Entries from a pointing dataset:
# # # # #

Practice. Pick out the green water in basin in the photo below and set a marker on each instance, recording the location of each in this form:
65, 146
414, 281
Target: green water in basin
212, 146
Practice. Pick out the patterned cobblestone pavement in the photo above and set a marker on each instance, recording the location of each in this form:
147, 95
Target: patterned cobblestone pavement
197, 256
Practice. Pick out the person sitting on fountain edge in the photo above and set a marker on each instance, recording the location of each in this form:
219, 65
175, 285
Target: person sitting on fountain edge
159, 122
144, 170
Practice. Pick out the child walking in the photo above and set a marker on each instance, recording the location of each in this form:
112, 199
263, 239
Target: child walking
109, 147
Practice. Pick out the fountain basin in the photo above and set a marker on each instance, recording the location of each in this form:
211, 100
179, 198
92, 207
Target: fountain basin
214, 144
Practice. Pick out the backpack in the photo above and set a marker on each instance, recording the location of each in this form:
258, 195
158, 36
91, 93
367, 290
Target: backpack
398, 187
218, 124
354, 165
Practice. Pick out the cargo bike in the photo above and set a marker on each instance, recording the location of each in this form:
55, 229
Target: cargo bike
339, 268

# # # # #

Description of the task:
Rewrite every line of the items above, requests included. Multiply each answer coordinate listed after a "Target:" line by 1.55 and round it to a whole number, rounding halves up, while leaving the numbers in the requests and their sample format lines unchanged.

Task result:
Practice. Pick out the green water in basin in the photo below and set a marker on each instance, recording the location of each in this form:
65, 146
414, 281
Target: green water in basin
329, 226
Practice. Pick out the patterned cobblestone pavement in the photo above and set a marker on each instance, recording the location of each in this form:
147, 95
Target: patterned cobblestone pavement
305, 397
Practice. Pick out the person sitting on fountain edge in the photo above and set a marker on each instance, recording the location of each in this form:
219, 65
175, 285
Target: person sitting on fountain edge
246, 189
223, 264
Practice. Pick out the child walking in the photo above and set a marker on each instance, recording the location of each in this form:
112, 199
263, 239
Target: child walking
169, 228
Practice. Pick out the fountain basin in the photo above and set a marker on each instance, recording the location of each in this form:
211, 100
179, 198
92, 207
Target: fountain basin
332, 223
Practice. Pick out the backpack in the photo above and set a marker on each instance, recording the location of each in this form:
258, 195
158, 36
91, 93
367, 290
Target: backpack
617, 290
338, 192
549, 256
Practice. Pick out the cargo bike in the photo above and set a marker on each instance, recording the location of each in this form:
55, 229
Target: cargo bike
525, 415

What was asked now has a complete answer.